■ Extracted data entries
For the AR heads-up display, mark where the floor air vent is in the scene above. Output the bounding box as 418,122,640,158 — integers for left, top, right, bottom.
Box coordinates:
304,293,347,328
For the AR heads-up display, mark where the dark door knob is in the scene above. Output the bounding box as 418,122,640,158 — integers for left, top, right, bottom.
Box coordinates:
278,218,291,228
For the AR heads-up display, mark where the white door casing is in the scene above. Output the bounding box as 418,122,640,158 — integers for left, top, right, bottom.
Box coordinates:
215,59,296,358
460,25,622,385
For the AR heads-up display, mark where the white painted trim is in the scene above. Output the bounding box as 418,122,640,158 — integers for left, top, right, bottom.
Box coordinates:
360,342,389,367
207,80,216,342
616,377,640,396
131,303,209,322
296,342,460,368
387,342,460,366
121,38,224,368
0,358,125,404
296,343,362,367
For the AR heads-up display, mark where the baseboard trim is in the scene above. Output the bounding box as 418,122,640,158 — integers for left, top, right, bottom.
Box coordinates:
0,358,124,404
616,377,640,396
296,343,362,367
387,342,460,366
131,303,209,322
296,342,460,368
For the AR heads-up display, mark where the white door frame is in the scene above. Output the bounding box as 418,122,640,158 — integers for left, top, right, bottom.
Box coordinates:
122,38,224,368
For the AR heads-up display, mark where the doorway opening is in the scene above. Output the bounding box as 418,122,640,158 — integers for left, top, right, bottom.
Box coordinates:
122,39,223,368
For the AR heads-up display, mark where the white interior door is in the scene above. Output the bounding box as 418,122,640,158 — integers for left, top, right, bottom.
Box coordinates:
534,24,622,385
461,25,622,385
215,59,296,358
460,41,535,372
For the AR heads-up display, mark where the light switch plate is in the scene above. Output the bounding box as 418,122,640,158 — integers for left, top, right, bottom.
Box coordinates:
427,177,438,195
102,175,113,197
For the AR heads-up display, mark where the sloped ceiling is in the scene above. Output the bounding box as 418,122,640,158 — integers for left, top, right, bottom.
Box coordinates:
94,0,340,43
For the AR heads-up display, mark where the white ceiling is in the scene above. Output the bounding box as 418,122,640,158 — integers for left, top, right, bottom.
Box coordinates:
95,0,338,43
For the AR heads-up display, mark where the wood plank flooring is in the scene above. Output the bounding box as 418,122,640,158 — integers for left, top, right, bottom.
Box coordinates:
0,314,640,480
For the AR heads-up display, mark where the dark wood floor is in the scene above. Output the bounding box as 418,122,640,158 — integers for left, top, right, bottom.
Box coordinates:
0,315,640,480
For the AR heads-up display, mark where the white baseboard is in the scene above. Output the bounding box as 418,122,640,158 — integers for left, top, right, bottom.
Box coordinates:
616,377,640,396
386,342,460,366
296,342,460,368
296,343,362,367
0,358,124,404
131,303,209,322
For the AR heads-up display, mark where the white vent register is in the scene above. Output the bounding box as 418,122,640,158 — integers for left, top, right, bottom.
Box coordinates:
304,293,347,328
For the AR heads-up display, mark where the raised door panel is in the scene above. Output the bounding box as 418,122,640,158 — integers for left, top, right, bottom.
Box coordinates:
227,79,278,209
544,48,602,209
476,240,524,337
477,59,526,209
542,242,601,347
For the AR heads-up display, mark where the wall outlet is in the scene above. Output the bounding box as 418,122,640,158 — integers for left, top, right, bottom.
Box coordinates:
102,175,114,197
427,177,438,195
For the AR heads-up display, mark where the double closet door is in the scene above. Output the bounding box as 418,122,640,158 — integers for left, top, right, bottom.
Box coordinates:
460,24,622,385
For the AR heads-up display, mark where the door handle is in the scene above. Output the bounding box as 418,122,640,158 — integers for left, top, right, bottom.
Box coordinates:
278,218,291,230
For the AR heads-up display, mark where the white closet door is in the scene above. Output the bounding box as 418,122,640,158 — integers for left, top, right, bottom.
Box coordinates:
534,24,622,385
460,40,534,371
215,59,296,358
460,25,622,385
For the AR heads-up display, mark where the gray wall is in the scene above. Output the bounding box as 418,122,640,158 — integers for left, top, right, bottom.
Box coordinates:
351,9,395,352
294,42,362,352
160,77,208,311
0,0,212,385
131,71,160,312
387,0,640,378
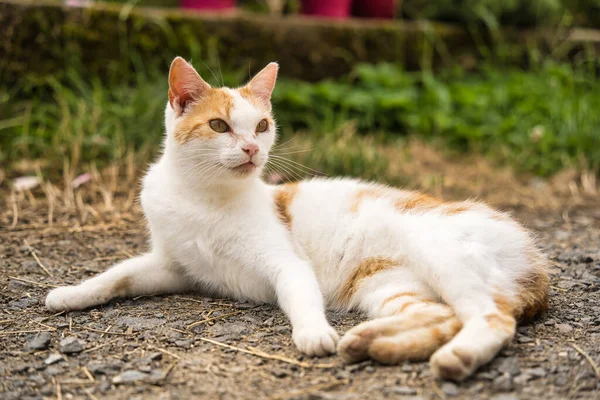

■ Required work
Turn the lines of the records into a numbered list, skipping any blank lines, and leave the pictures out of the answer.

■ Problem solution
1. For the AR heads-up display, mark where the floor air vent is in the scene above. Output the bounding box as 418,122,640,158 — integers for left, top, right, bottom.
2. Box coordinates:
3. 304,293,347,328
4. For the AR heads-up display, mark where the dark door knob is in the scene above. Output the bounding box as 418,122,640,158 — integers for left, top, right, bottom.
5. Box coordinates:
6. 278,218,291,228
7. For the AR heads-up display, mark where the white door casing is in the scene above. Output the bounding box as 418,122,640,158 — integers for left, top, right, bottom.
8. Box coordinates:
9. 215,59,296,358
10. 460,25,622,385
11. For the AR heads-up display, mark where the white painted trim is in the scene above. Output the bounding box as 418,122,640,158 — integers for left, top, right, bottom.
12. Box coordinates:
13. 360,342,389,367
14. 207,80,216,342
15. 616,377,640,396
16. 131,303,209,322
17. 296,342,460,368
18. 387,342,460,366
19. 121,38,224,368
20. 0,358,125,404
21. 296,343,362,367
22. For the AR heads-up display, mark where the baseboard trim is in the scene above. Output the bounding box as 418,122,640,158 — integers for left, top, right, bottom.
23. Box coordinates:
24. 0,358,124,404
25. 616,377,640,396
26. 296,343,362,367
27. 387,342,460,366
28. 131,303,209,322
29. 296,342,460,368
30. For the AR heads-up display, mark where the white door frame is in the scene above. Output the bounding box as 418,122,640,158 — integers for left, top, right, bottom.
31. Box coordinates:
32. 122,38,224,368
33. For the AR heads-up display, mark where the doorway opening is in the scene above. Output the bounding box as 418,122,640,158 — integers for left, top, right, bottom.
34. Box coordinates:
35. 122,39,223,368
36. For the AR heads-up display, mark where the white interior door is in the scene above. Output the bounding box as 418,122,640,158 — integers for left, top, right, bottom.
37. Box coordinates:
38. 534,24,622,385
39. 461,25,622,385
40. 215,59,296,358
41. 460,41,535,372
42. For the AR heads-up display, mark where the light switch plate is in the scene above. Output the bounding box as 418,122,640,158 — integers for left, top, right, bottom.
43. Box coordinates:
44. 427,177,438,195
45. 102,175,113,197
46. For the AR heads-up display, mark where the sloped ceiling is in the scene above. Output the bounding box as 418,122,640,158 — integers for left, top, right, bottom.
47. Box coordinates:
48. 94,0,340,43
49. For the AR heads-up display, mark where the white ceiling is in the scene above. Output the bounding box as 418,122,640,158 — integers for left, top, right, bottom.
50. Box coordinates:
51. 95,0,338,43
52. For the AR heads-up display, mark where the wood plank flooring is in the scene above. Output the bounding box as 418,122,640,158 — integers for left, top, right, bottom.
53. Box coordinates:
54. 0,314,640,480
55. For the AR heads-up display, mark where the dark wood floor is in the scene above. Output the bounding box as 418,122,640,158 — integers for left, top, right, bottom.
56. Box coordinates:
57. 0,315,640,480
58. For the AR heads-up display, mark where the white baseboard is in the scene above. Output the bounding box as 418,122,640,158 — integers for left, top, right, bottom.
59. Box coordinates:
60. 616,377,640,396
61. 386,342,460,366
62. 296,342,460,368
63. 296,343,362,367
64. 0,358,124,404
65. 131,303,209,322
66. For the AR heads-up display, mark where the white vent register is in the scene above. Output the bounding box as 418,122,640,158 — integers for left, top, right, bottom.
67. Box coordinates:
68. 304,293,347,328
69. For the AR heads-up display, mark where the raised door panel is in the scene above. Output the bounding box as 418,122,640,158 — integers for left, top, right, bottom.
70. Box coordinates:
71. 227,79,278,209
72. 544,48,602,209
73. 476,240,524,337
74. 477,59,526,209
75. 542,242,601,347
76. For the AR heads-up display, mark where the wall outlet is in the scene above. Output the bounding box as 418,122,640,158 — integers for left, top, right, bottom.
77. Box coordinates:
78. 102,175,114,197
79. 427,177,438,195
80. For the AR heads-up display, mark where the double closet door is in the scene above. Output the bounding box as 418,122,640,158 — integers for left, top, right, bottom.
81. Box coordinates:
82. 460,24,622,385
83. For the AR heads-up display, mark where the door handle is in the scene above. Output the bounding box as 418,122,640,158 — integers for left, top, right, bottom.
84. Box coordinates:
85. 278,218,291,230
86. For the AR heads-up display, mark where the white closet door is in the scene above. Output the bounding box as 418,122,640,158 — integers for left, top, right, bottom.
87. Box coordinates:
88. 534,24,622,385
89. 460,40,534,371
90. 215,59,296,358
91. 460,25,622,385
92. For the AR heads-up display, mark where the gray wall is in the scene above. Output the bounding box as 418,122,640,158 — integers for left, top, right, bottom.
93. Box coordinates:
94. 351,9,395,352
95. 294,42,362,352
96. 160,77,208,311
97. 0,0,212,385
98. 131,71,160,312
99. 387,0,640,378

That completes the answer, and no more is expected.